> What to do: Reproduce verbatim the part of the records that opens with the line containing "Category: metal grate" and closes with the line containing "(1112, 341)", including both of those lines.

> Rows:

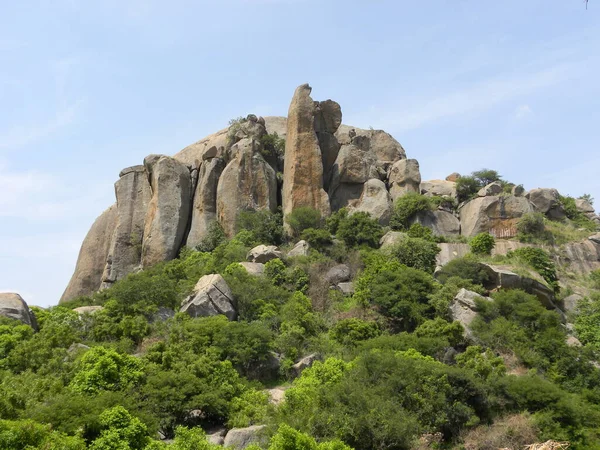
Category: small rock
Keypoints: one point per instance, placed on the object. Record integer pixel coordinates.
(240, 438)
(304, 363)
(338, 274)
(264, 253)
(256, 269)
(300, 249)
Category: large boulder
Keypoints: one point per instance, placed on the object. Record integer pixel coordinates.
(442, 223)
(13, 306)
(212, 296)
(92, 257)
(500, 277)
(133, 194)
(303, 165)
(264, 253)
(497, 215)
(547, 201)
(169, 209)
(404, 177)
(240, 438)
(248, 183)
(204, 212)
(464, 308)
(438, 188)
(376, 201)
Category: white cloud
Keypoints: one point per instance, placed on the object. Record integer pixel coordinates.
(522, 111)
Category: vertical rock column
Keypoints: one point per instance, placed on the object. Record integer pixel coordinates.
(303, 166)
(133, 196)
(92, 257)
(169, 209)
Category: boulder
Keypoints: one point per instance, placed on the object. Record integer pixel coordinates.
(346, 288)
(376, 201)
(464, 308)
(518, 191)
(442, 223)
(204, 211)
(404, 177)
(304, 363)
(500, 277)
(338, 274)
(391, 238)
(82, 310)
(300, 249)
(585, 207)
(264, 253)
(168, 210)
(546, 201)
(570, 303)
(438, 188)
(256, 269)
(497, 215)
(494, 188)
(303, 165)
(13, 306)
(248, 183)
(92, 257)
(240, 438)
(212, 296)
(133, 194)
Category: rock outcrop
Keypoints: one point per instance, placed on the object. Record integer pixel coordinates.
(497, 215)
(133, 194)
(204, 210)
(248, 183)
(13, 306)
(169, 209)
(303, 167)
(212, 296)
(404, 177)
(92, 256)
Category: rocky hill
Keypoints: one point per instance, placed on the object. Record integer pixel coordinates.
(170, 202)
(292, 283)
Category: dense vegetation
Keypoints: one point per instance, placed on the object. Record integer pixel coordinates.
(394, 371)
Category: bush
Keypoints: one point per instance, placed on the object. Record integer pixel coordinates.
(541, 261)
(417, 253)
(215, 236)
(407, 206)
(482, 244)
(302, 218)
(265, 226)
(467, 268)
(317, 238)
(360, 229)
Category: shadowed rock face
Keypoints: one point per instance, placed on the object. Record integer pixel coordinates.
(168, 211)
(303, 166)
(92, 256)
(133, 197)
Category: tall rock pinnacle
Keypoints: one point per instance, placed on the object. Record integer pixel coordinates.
(303, 166)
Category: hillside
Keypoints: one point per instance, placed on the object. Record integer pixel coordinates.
(292, 283)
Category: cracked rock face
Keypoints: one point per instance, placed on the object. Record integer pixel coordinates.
(212, 296)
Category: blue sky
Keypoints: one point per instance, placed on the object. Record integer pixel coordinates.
(90, 87)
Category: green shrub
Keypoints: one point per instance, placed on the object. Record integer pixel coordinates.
(467, 268)
(417, 253)
(303, 218)
(407, 206)
(317, 238)
(541, 261)
(265, 226)
(482, 244)
(360, 229)
(215, 236)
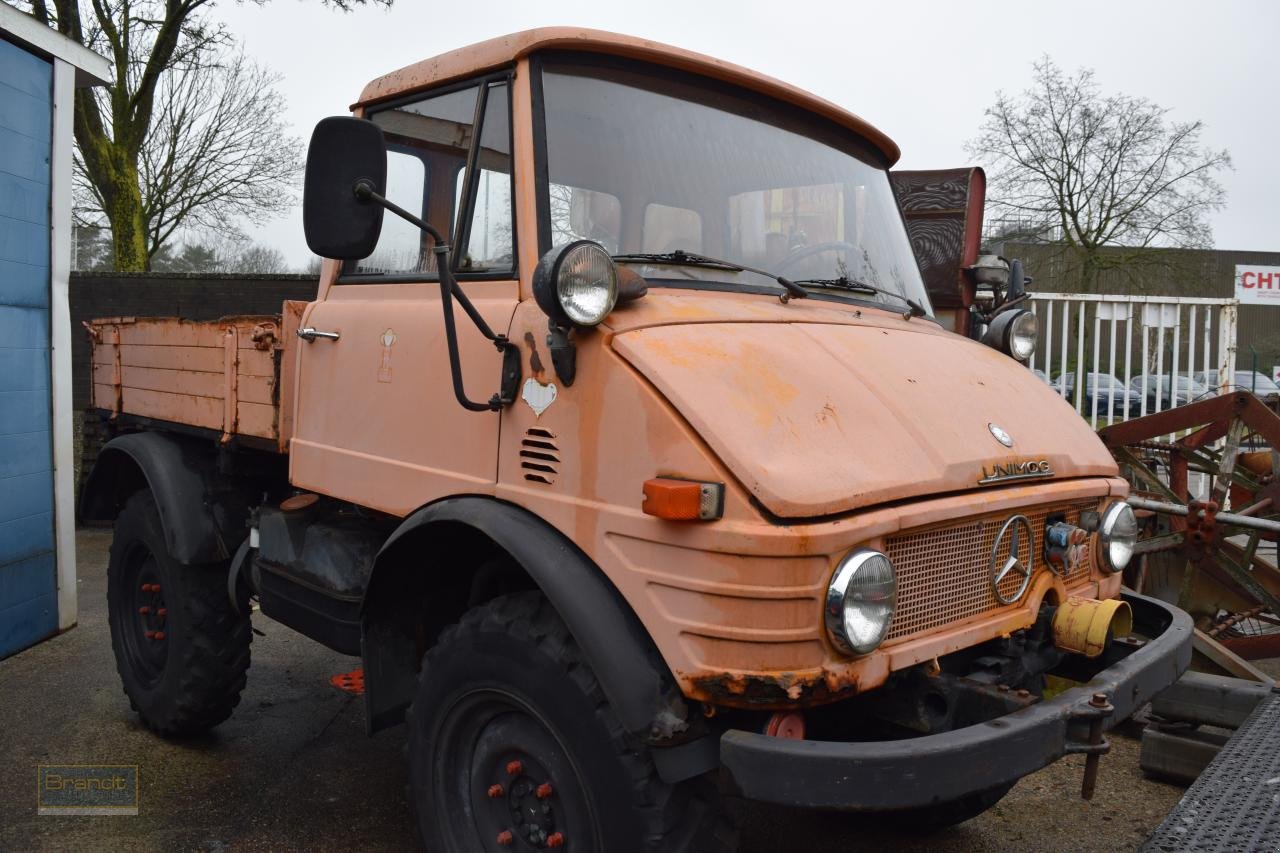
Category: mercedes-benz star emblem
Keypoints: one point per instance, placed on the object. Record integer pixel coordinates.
(1004, 557)
(1001, 436)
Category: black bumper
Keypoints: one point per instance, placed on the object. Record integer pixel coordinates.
(933, 769)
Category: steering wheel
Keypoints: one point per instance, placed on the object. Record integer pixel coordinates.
(808, 251)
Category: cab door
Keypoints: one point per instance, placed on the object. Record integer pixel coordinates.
(376, 422)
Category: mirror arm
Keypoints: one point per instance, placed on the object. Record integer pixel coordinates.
(511, 361)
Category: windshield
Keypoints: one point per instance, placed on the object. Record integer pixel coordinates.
(654, 163)
(1255, 382)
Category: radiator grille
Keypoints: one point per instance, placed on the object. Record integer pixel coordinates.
(539, 456)
(944, 570)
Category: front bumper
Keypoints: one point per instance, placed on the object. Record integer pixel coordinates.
(919, 771)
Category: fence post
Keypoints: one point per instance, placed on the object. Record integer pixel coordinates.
(1226, 346)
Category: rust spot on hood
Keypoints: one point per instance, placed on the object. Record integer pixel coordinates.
(772, 692)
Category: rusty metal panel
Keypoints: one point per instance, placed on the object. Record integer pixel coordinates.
(220, 375)
(944, 219)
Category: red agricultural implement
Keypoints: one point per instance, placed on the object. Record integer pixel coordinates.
(1210, 551)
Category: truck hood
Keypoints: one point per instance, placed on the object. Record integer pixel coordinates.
(817, 419)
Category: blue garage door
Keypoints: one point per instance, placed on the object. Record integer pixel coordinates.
(28, 592)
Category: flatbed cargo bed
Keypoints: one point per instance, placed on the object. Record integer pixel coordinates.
(232, 375)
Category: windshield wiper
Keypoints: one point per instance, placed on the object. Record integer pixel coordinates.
(845, 283)
(681, 258)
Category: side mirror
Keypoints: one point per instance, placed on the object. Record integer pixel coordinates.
(344, 151)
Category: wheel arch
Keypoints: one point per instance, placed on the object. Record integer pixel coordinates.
(627, 664)
(197, 528)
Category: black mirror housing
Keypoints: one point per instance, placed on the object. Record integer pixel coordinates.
(344, 153)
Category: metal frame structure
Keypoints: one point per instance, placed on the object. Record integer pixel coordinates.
(1233, 439)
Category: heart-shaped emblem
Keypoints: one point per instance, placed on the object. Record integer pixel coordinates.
(538, 396)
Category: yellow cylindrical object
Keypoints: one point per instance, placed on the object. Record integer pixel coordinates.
(1082, 625)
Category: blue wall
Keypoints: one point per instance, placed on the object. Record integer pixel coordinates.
(28, 591)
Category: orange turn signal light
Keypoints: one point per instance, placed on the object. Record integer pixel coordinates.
(682, 500)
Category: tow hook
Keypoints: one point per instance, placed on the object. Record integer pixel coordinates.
(1096, 746)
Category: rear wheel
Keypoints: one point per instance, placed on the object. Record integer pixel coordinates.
(513, 747)
(181, 648)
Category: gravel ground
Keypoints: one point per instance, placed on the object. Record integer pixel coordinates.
(293, 770)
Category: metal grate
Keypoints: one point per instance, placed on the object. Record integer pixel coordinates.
(944, 571)
(539, 456)
(1233, 806)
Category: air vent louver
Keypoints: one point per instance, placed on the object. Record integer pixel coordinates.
(539, 456)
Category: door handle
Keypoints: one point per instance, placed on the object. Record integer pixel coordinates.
(307, 333)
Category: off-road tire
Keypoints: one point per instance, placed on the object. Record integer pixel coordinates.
(508, 684)
(190, 679)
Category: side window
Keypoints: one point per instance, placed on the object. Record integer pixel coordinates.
(667, 229)
(428, 142)
(489, 238)
(585, 214)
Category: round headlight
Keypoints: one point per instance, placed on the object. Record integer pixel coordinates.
(1118, 533)
(1023, 333)
(576, 283)
(1013, 333)
(860, 601)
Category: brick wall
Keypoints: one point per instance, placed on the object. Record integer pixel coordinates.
(192, 296)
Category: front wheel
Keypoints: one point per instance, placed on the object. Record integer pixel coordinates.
(512, 746)
(181, 648)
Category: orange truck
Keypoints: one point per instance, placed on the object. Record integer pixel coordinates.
(625, 446)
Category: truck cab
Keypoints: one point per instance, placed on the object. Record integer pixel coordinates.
(624, 445)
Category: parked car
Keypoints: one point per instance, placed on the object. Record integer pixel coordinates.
(1157, 391)
(624, 525)
(1106, 388)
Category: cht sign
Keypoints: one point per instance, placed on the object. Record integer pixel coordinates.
(1257, 284)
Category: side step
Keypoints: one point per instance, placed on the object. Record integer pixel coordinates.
(1174, 747)
(1235, 803)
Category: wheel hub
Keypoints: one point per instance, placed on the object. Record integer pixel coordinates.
(529, 797)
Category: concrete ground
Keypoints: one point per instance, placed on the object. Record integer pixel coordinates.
(293, 770)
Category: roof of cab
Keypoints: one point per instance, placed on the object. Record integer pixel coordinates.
(496, 53)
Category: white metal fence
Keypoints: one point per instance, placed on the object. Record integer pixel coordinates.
(1112, 341)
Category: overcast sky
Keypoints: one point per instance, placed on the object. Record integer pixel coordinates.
(922, 72)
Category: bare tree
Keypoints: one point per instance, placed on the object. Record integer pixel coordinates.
(145, 40)
(1106, 177)
(218, 150)
(259, 260)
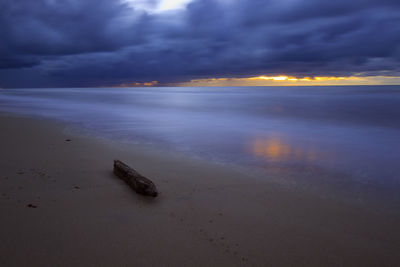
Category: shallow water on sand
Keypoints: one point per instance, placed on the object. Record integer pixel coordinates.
(354, 131)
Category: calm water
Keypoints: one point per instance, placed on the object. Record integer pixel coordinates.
(354, 131)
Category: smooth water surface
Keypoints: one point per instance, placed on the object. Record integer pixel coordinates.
(354, 131)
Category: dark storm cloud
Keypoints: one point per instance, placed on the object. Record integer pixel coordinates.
(103, 42)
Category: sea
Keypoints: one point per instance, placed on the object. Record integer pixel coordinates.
(344, 137)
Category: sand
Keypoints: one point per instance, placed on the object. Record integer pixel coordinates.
(206, 215)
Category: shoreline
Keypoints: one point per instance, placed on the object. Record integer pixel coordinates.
(206, 215)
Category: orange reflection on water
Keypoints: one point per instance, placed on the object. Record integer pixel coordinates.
(275, 149)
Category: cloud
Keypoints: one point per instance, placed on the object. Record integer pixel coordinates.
(105, 42)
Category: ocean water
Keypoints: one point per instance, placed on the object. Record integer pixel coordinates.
(351, 131)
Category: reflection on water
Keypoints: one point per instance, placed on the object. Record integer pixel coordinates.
(351, 130)
(274, 149)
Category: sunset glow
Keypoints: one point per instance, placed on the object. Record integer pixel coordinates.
(283, 80)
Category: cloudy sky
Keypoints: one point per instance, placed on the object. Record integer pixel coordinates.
(78, 43)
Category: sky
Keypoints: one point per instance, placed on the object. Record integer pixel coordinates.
(111, 43)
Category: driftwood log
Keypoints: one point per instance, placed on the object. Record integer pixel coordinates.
(135, 180)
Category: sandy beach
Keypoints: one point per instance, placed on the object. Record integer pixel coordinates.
(61, 205)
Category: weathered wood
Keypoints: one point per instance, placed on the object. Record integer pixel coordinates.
(135, 180)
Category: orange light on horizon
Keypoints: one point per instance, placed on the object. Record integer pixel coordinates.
(284, 80)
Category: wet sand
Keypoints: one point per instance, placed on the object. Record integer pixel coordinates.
(62, 206)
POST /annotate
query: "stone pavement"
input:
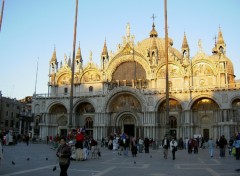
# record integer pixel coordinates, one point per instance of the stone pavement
(42, 159)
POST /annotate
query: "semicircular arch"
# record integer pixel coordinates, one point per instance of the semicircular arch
(132, 97)
(201, 97)
(128, 58)
(174, 103)
(57, 106)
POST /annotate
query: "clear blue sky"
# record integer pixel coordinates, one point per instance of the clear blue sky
(31, 29)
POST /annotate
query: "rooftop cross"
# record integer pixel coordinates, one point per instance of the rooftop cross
(153, 17)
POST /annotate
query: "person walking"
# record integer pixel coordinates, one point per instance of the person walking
(126, 145)
(222, 146)
(134, 147)
(211, 145)
(165, 144)
(64, 154)
(173, 147)
(1, 152)
(236, 144)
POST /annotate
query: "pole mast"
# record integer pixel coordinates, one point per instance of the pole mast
(167, 79)
(35, 90)
(73, 65)
(1, 17)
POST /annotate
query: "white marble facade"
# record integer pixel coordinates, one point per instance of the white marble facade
(127, 92)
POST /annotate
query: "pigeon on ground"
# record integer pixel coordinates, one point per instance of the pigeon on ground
(54, 168)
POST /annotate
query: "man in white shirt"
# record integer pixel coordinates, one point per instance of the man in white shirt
(173, 147)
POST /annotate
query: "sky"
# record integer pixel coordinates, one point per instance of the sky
(32, 28)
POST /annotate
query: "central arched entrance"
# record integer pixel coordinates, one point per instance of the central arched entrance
(128, 124)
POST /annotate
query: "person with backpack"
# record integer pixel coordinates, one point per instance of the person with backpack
(173, 147)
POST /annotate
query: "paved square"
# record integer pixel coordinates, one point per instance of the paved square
(42, 159)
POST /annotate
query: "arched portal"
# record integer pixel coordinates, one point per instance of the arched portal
(124, 109)
(128, 126)
(58, 115)
(84, 115)
(204, 111)
(170, 123)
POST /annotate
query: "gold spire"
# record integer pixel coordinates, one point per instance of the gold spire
(79, 55)
(54, 56)
(220, 37)
(153, 32)
(154, 44)
(105, 52)
(185, 43)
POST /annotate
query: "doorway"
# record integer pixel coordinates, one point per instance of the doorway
(206, 134)
(63, 132)
(129, 129)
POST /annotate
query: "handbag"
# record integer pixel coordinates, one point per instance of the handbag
(63, 161)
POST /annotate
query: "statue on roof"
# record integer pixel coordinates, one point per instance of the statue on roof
(128, 29)
(200, 45)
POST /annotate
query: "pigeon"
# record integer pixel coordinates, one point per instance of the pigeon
(54, 168)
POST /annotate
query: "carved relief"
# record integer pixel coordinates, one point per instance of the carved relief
(172, 69)
(64, 79)
(125, 102)
(224, 98)
(91, 76)
(85, 108)
(202, 69)
(150, 101)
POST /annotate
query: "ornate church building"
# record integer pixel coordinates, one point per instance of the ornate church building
(127, 93)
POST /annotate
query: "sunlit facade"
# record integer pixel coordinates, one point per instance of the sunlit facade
(126, 93)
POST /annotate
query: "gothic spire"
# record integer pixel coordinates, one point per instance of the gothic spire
(153, 32)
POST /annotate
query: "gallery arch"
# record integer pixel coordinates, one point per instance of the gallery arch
(171, 123)
(204, 115)
(84, 115)
(124, 110)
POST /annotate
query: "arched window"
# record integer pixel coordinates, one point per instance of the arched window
(89, 126)
(65, 90)
(90, 88)
(89, 123)
(173, 122)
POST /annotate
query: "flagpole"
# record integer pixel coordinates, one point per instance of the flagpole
(73, 59)
(35, 90)
(1, 15)
(166, 57)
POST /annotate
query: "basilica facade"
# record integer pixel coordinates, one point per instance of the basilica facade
(127, 92)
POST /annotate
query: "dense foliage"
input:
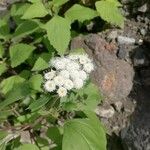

> Result:
Category: metal grate
Keypoints: one point per instance, placed on the object. Record integer pixel coordinates.
(944, 571)
(539, 456)
(1233, 806)
Category: air vent louver
Keypoints: one point per instance, placed on the object. Record integer pixel coordinates.
(539, 456)
Category: door handle
Keypoints: one point per instance, placed on the object. Record integer pixel coordinates.
(307, 333)
Category: off-road tire
Keypoints: one point per instance, placed on the object. Record integer pixel coordinates.
(508, 684)
(190, 679)
Category: side window
Keypoints: one point per instance, placed on the object. Record integer pixel coordinates.
(667, 229)
(428, 142)
(489, 238)
(585, 214)
Category: round headlight
Keypoints: one point per instance, placed on the object. Record integer pixel coordinates.
(1118, 533)
(1023, 333)
(576, 283)
(1013, 333)
(860, 601)
Category: brick wall
Keypoints: one point per instance, placed on the object. Record integer pixel coordinates.
(192, 296)
Category: front wheel
Keypoints: one point per instance, placed on the object. Record integer pixel coordinates.
(512, 746)
(181, 648)
Category: orange truck
Keypoints: one point per instance, placed on the object. Record integer pixel coordinates.
(625, 446)
Category: truck cab
Keypoints: one point per instance, placed on the object. Record integer pixel coordinates.
(624, 445)
Category: parked car
Keypoints: one point per instance, placed on the object. Record integer pixel coordinates.
(1157, 391)
(624, 525)
(1106, 388)
Category: cht sign
Keypoints: one point per instance, placed on the object. Record integer pixel coordinates.
(1257, 284)
Category: side step
Keypoints: one point per instance, placed on the object. Record integer pixel coordinates.
(1174, 747)
(1235, 803)
Category: wheel hub
Keypoints: one point per instance, placed on the object. Record integer pixel coordinates.
(529, 797)
Category: concrete ground
Keypoints: one point per instance, placed on the object. Record integer pixel coordinates.
(293, 770)
Category: roof of cab
Keypoints: one point per instance, placed on the object. Record integer pixel coordinates.
(496, 53)
Category: white metal fence
Keypoints: one point per instance, placed on the object. Record integer pixel coordinates.
(1112, 341)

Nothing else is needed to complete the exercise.